=== Entries supplied ===
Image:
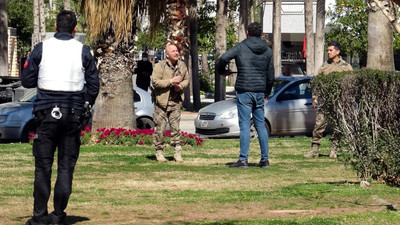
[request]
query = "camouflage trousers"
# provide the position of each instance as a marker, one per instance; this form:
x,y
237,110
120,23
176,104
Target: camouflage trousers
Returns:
x,y
320,125
161,116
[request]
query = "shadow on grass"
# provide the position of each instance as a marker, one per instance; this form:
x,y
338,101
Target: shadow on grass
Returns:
x,y
75,219
153,158
229,164
68,219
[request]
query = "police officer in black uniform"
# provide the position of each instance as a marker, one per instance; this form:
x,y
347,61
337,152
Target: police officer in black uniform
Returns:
x,y
65,74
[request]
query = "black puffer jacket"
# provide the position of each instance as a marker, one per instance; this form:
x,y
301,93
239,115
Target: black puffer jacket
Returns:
x,y
254,63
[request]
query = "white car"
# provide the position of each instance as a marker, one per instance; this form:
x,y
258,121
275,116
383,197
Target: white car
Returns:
x,y
288,112
17,120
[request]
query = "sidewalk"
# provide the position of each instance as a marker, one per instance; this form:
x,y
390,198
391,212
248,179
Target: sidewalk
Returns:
x,y
187,118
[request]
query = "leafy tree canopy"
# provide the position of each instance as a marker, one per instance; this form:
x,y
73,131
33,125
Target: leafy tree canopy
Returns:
x,y
349,26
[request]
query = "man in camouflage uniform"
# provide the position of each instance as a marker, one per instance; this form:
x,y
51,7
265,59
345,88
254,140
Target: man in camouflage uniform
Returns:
x,y
335,63
169,79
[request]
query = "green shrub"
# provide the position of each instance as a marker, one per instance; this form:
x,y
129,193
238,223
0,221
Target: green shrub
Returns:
x,y
364,107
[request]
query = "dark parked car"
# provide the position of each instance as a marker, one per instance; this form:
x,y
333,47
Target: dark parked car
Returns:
x,y
17,121
288,112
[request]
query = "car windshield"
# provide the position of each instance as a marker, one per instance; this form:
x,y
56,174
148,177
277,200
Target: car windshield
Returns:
x,y
29,96
278,84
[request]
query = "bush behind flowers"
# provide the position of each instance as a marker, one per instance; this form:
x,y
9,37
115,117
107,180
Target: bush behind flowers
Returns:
x,y
127,137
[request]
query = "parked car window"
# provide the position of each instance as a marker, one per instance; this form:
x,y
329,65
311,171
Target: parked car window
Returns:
x,y
296,91
278,84
29,96
136,98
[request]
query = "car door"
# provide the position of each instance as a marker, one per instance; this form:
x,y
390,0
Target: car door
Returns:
x,y
294,112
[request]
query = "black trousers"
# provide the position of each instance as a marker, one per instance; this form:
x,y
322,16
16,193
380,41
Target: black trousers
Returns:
x,y
51,133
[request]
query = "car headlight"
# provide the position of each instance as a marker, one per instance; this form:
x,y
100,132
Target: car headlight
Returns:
x,y
3,118
232,113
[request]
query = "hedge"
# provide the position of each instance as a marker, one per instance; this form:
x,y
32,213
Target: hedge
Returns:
x,y
364,108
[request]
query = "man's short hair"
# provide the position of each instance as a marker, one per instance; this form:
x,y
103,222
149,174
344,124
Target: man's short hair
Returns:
x,y
66,21
335,44
254,29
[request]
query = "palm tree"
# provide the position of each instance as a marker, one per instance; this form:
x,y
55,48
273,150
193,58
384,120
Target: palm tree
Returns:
x,y
111,27
194,55
277,45
380,38
3,39
67,4
308,15
319,35
220,45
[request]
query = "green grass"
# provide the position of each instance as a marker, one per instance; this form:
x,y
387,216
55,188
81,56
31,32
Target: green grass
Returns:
x,y
125,185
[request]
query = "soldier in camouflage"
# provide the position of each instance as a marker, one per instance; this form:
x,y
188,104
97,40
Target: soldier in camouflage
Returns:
x,y
335,63
169,79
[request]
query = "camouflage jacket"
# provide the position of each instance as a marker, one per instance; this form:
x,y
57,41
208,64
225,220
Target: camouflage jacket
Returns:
x,y
162,89
330,67
339,66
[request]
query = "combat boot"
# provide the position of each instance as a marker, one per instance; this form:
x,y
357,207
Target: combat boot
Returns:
x,y
332,153
313,152
178,153
160,156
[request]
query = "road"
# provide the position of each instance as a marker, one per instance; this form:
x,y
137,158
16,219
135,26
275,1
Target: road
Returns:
x,y
187,122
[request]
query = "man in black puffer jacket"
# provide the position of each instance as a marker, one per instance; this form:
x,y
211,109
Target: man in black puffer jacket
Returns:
x,y
253,85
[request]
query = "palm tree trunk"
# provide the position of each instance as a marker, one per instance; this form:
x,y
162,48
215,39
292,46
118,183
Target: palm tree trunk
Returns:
x,y
42,21
320,35
380,41
308,16
3,39
67,4
220,45
194,55
114,104
36,21
205,68
277,45
243,19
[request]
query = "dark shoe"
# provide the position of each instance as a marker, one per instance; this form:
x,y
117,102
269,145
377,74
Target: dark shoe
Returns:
x,y
240,164
264,164
32,222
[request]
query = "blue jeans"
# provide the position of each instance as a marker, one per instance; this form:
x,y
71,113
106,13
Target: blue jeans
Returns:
x,y
252,103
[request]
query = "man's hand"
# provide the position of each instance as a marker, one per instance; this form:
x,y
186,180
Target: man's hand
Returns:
x,y
227,73
315,103
176,80
177,88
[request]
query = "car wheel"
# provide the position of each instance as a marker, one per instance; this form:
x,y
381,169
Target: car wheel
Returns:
x,y
29,128
253,130
145,123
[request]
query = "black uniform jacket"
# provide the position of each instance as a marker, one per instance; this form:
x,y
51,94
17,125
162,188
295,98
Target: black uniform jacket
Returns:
===
Activity
Say how many lines in the data hold the string "canopy", and say nothing else.

Final answer
2